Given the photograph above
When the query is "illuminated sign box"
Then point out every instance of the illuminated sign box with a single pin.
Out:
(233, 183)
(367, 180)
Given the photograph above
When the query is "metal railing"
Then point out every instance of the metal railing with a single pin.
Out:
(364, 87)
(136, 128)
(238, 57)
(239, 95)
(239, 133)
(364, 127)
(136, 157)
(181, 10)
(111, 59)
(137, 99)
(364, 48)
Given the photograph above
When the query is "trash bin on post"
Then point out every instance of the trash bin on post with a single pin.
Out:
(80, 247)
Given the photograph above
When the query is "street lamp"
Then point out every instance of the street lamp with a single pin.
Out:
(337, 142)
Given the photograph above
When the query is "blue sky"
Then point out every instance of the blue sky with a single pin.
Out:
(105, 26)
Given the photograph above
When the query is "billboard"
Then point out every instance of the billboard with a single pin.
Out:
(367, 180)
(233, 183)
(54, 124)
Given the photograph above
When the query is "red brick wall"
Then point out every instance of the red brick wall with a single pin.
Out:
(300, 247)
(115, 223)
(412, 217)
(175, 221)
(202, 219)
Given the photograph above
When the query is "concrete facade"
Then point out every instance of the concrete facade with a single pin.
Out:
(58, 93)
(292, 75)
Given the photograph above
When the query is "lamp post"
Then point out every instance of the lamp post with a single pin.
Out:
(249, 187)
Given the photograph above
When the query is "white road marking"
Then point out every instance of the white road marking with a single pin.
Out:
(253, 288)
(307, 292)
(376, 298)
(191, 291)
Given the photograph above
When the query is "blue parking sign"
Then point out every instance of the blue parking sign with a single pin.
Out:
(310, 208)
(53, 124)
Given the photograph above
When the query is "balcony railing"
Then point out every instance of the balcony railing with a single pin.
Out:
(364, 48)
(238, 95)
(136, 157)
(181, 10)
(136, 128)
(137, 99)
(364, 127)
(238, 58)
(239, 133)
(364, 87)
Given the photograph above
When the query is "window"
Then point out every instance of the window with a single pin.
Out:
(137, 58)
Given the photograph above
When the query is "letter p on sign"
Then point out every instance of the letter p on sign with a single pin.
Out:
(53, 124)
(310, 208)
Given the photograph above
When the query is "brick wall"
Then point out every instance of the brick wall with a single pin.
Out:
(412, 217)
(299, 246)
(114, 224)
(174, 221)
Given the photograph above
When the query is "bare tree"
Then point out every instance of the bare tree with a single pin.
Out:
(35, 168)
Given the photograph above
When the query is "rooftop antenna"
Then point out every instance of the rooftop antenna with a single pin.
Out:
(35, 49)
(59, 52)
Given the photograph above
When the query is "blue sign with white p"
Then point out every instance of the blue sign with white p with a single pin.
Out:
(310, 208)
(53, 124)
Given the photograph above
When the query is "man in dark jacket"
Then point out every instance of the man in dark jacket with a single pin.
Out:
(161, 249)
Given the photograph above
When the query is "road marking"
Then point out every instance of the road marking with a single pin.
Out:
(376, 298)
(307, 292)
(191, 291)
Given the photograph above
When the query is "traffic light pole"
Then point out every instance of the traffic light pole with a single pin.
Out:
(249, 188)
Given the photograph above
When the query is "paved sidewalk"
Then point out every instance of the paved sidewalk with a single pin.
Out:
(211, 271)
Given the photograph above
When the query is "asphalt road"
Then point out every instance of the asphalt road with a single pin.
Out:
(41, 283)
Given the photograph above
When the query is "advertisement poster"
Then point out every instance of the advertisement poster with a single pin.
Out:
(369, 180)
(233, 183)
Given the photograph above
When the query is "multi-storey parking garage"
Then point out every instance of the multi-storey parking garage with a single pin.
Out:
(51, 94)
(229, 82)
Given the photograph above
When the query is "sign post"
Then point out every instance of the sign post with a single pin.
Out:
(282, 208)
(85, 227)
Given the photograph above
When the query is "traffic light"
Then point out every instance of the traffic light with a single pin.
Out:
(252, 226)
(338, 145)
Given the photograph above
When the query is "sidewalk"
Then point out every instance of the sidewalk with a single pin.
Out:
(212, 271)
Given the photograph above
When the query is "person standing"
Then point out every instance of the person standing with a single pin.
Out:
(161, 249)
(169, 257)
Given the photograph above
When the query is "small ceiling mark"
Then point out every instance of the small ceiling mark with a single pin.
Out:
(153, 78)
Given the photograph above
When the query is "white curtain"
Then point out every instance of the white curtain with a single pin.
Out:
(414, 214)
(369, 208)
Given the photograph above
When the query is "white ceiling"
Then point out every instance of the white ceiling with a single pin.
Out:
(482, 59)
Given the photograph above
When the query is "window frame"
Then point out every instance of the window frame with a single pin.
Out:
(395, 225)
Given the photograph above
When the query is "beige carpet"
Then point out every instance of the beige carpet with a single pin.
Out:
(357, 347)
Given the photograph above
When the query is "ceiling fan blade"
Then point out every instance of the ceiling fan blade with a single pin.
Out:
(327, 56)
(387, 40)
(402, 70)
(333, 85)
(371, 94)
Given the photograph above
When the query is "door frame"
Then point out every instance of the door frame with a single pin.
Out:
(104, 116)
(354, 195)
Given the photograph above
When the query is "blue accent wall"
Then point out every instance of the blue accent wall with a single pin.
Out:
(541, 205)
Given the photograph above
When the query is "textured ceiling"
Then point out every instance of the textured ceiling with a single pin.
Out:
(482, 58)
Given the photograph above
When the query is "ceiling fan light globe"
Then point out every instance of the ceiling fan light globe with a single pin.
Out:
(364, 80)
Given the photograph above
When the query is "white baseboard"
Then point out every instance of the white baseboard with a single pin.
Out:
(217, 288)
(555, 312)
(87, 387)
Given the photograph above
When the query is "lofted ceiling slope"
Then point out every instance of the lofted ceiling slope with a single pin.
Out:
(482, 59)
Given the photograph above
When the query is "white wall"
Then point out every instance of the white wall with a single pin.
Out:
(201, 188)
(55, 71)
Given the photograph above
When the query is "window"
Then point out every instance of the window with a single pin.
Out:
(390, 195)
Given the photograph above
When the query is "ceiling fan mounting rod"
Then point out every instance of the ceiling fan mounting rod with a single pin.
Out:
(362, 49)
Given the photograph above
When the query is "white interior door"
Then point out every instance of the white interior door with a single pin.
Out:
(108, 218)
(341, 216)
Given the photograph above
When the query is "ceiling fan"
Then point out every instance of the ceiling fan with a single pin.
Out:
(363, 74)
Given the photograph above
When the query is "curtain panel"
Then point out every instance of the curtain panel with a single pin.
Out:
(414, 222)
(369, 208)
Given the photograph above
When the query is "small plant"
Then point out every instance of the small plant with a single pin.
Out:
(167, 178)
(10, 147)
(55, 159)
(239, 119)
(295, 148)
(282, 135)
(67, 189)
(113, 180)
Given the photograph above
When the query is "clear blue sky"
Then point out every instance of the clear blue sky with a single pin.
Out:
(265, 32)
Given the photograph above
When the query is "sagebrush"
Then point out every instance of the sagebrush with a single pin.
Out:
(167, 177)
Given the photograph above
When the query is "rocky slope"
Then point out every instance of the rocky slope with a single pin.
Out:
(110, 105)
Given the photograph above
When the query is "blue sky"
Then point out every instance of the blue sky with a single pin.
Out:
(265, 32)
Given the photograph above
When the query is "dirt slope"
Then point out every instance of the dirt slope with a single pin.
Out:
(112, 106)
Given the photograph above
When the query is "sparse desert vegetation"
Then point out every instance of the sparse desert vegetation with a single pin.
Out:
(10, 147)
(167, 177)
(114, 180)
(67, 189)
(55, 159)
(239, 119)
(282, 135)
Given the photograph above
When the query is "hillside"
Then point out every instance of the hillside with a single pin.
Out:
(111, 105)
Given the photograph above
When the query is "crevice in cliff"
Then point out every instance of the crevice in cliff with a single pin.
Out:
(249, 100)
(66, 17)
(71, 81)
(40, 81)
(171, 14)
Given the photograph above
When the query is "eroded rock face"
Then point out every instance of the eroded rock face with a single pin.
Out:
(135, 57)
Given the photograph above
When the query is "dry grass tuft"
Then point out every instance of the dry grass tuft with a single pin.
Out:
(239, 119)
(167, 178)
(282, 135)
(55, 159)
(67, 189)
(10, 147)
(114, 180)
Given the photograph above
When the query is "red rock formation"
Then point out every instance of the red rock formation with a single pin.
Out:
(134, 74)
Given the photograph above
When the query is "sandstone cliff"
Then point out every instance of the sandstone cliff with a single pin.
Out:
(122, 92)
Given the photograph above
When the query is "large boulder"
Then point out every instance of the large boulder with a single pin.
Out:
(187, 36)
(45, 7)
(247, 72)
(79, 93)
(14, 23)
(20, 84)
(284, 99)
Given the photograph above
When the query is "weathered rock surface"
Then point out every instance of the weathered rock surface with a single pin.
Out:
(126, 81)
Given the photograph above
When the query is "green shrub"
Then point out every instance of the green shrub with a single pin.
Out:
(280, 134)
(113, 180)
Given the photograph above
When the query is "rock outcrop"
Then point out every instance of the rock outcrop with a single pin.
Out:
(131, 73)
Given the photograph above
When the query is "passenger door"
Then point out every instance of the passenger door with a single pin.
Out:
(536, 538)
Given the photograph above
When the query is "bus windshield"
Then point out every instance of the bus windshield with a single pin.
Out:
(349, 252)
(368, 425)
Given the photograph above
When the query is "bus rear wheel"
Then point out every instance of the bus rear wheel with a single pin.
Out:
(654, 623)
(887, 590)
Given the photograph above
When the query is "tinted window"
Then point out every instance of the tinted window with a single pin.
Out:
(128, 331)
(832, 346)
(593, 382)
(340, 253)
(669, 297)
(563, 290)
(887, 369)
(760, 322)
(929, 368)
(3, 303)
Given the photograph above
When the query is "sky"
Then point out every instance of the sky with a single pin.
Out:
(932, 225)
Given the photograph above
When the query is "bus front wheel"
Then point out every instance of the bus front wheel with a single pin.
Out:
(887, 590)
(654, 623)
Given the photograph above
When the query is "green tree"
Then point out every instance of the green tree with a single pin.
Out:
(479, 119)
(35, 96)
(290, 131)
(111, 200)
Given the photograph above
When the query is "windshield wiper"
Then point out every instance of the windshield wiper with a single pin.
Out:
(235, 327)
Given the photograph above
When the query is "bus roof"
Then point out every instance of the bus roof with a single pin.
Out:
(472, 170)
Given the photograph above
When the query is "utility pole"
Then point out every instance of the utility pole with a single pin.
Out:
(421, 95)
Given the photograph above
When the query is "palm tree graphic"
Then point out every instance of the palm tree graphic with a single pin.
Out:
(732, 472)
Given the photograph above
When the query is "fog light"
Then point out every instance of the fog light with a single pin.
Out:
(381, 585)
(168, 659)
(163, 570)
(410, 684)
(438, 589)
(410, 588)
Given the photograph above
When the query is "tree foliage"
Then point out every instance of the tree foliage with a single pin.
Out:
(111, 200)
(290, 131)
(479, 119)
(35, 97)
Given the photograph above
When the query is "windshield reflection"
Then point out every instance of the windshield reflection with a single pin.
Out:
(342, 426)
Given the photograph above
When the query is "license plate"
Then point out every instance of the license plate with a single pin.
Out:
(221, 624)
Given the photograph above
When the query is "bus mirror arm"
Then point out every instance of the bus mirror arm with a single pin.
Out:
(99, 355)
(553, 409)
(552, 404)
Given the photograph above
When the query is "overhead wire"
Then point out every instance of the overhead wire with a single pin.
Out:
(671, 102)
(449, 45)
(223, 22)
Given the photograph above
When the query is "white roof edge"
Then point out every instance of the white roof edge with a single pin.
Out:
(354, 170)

--------

_Exercise details:_ Tally the lines of the records that contain the string "carpet", treating uppercase and lowercase as different. Reply with the number alone.

_Solution for this exercise:_ 2